(Information given)
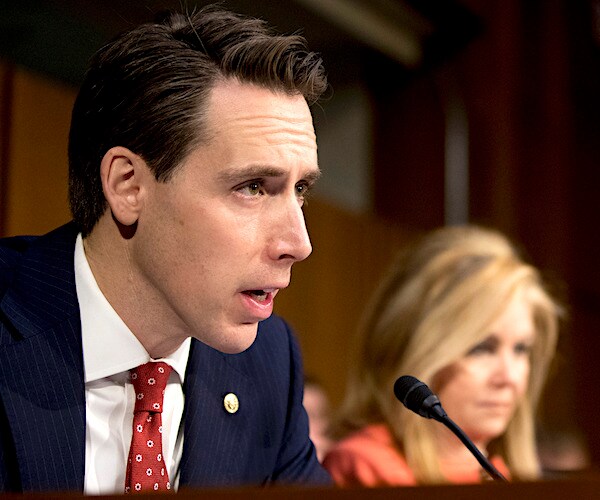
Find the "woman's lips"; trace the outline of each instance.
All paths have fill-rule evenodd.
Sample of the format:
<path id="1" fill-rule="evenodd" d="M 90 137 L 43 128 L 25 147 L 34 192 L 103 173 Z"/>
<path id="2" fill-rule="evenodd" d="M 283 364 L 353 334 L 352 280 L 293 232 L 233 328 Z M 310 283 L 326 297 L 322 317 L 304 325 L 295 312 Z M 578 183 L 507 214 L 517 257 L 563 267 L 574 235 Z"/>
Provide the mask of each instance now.
<path id="1" fill-rule="evenodd" d="M 490 409 L 490 410 L 504 410 L 504 411 L 508 411 L 513 408 L 512 403 L 503 402 L 503 401 L 484 401 L 482 403 L 479 403 L 479 406 L 482 408 Z"/>

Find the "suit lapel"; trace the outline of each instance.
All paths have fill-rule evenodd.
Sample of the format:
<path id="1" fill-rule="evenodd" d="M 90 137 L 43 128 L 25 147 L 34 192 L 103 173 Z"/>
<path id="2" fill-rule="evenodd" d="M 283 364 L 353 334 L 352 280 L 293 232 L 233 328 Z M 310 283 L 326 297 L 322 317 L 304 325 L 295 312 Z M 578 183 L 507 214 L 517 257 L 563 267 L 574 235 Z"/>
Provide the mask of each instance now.
<path id="1" fill-rule="evenodd" d="M 256 388 L 230 361 L 235 356 L 220 353 L 192 341 L 184 391 L 184 449 L 180 487 L 239 484 L 253 467 L 249 436 L 256 414 Z M 235 413 L 223 401 L 233 393 L 239 399 Z"/>
<path id="2" fill-rule="evenodd" d="M 85 386 L 73 252 L 64 226 L 31 245 L 0 308 L 0 397 L 24 491 L 83 491 Z"/>

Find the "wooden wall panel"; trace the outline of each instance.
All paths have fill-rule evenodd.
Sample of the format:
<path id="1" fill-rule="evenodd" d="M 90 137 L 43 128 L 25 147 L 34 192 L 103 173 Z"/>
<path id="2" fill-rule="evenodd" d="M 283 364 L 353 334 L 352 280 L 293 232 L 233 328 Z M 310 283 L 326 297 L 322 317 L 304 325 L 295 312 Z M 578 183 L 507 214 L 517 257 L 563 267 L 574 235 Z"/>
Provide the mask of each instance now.
<path id="1" fill-rule="evenodd" d="M 14 74 L 4 235 L 41 234 L 70 219 L 67 141 L 76 90 Z"/>
<path id="2" fill-rule="evenodd" d="M 14 67 L 0 60 L 0 236 L 6 228 L 6 197 L 9 168 L 12 89 Z"/>

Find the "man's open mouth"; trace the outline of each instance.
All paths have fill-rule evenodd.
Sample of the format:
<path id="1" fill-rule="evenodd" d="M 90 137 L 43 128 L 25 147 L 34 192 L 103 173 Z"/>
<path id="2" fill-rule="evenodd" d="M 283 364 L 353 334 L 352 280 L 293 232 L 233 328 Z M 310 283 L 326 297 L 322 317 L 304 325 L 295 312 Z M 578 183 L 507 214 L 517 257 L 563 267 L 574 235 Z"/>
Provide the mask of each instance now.
<path id="1" fill-rule="evenodd" d="M 243 293 L 245 293 L 246 295 L 249 295 L 257 302 L 264 302 L 265 300 L 267 300 L 267 297 L 269 295 L 264 290 L 246 290 Z"/>

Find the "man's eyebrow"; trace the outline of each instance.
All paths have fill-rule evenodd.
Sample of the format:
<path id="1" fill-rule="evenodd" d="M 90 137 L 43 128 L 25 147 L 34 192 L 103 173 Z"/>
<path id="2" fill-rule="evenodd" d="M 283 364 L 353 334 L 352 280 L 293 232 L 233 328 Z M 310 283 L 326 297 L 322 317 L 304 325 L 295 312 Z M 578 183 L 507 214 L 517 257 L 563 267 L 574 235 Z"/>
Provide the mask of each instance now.
<path id="1" fill-rule="evenodd" d="M 219 173 L 219 180 L 225 183 L 240 182 L 245 179 L 261 179 L 265 177 L 284 177 L 288 170 L 271 165 L 250 165 L 242 168 L 231 168 Z M 321 176 L 320 169 L 311 169 L 302 178 L 315 182 Z"/>
<path id="2" fill-rule="evenodd" d="M 321 177 L 321 169 L 320 168 L 311 170 L 303 176 L 304 180 L 306 180 L 310 183 L 316 182 L 319 179 L 319 177 Z"/>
(End Information given)
Provide every line from the material that contains the word "Find".

Find the "woman's lips"; trace the outline of each instance.
Find the "suit lapel"; trace the outline of each instance.
Find the "wooden wall panel"; trace the outline of each instance.
Find the "man's open mouth"; trace the outline of each instance.
Find the "man's eyebrow"; trace the outline of each instance.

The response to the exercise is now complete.